* STATED TASK
Write out the complete material exactly as it stands.

[Items from a dataset]
__________________________________________________

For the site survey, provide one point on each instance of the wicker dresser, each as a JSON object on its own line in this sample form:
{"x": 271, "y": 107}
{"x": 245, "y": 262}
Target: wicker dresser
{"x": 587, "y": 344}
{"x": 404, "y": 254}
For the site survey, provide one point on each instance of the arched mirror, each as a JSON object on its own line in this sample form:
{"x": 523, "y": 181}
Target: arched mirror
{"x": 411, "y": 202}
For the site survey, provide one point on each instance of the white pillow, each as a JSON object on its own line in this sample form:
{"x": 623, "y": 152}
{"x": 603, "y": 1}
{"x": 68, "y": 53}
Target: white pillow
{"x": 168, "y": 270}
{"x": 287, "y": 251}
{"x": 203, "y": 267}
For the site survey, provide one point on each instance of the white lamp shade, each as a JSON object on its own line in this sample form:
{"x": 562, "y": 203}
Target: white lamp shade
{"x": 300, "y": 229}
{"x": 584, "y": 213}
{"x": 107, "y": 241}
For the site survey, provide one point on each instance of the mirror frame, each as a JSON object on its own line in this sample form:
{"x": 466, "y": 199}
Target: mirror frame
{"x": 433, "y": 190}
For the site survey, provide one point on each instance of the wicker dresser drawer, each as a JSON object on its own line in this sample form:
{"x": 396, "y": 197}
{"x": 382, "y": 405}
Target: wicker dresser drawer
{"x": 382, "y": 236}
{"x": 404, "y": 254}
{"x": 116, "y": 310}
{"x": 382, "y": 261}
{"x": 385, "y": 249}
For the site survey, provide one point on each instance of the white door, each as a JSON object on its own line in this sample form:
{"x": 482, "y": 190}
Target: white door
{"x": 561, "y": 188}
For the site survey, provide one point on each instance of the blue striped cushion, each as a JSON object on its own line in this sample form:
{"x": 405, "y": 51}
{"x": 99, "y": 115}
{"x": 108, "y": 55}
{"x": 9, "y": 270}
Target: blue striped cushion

__________________________________________________

* RESPONSE TO THIS EXERCISE
For the site survey, provide one point on each instance of the wicker dresser, each as a JSON object on its own line in this sample form:
{"x": 271, "y": 107}
{"x": 245, "y": 262}
Target: wicker dresser
{"x": 587, "y": 344}
{"x": 404, "y": 254}
For the site survey, provide one point on each instance of the arched mirror, each as a JSON object on its own line in this sample form:
{"x": 523, "y": 181}
Target: arched mirror
{"x": 411, "y": 202}
For the site survey, provide one point on each instance of the white pillow, each as a JSON object on its own line in this sample form:
{"x": 623, "y": 152}
{"x": 603, "y": 1}
{"x": 68, "y": 53}
Target: white pillow
{"x": 168, "y": 270}
{"x": 287, "y": 251}
{"x": 203, "y": 267}
For the site survey, provide one point on each instance of the white lamp shade, each as a JSON object on its own line in this sample form:
{"x": 562, "y": 203}
Target: white lamp shade
{"x": 300, "y": 229}
{"x": 584, "y": 213}
{"x": 107, "y": 241}
For the site survey, provide one point on each instance of the mirror frame, each as a JSON object on its own line in this sample form:
{"x": 466, "y": 199}
Target: mirror frame
{"x": 433, "y": 190}
For the site survey, provide one point on each instance of the wicker dresser drawer, each as a JSON object on its own line in this sample form:
{"x": 396, "y": 197}
{"x": 382, "y": 405}
Target: wicker dresser drawer
{"x": 382, "y": 236}
{"x": 404, "y": 254}
{"x": 116, "y": 310}
{"x": 382, "y": 261}
{"x": 385, "y": 249}
For the site survey, provide one point on each instance of the white door, each as a JSON object on its own line in this sample form:
{"x": 482, "y": 190}
Target: white door
{"x": 561, "y": 188}
For the site survey, provide one point on each instance of the blue striped cushion, each as a JSON object on its own line in this sample form:
{"x": 405, "y": 51}
{"x": 99, "y": 115}
{"x": 108, "y": 55}
{"x": 9, "y": 270}
Target: blue striped cushion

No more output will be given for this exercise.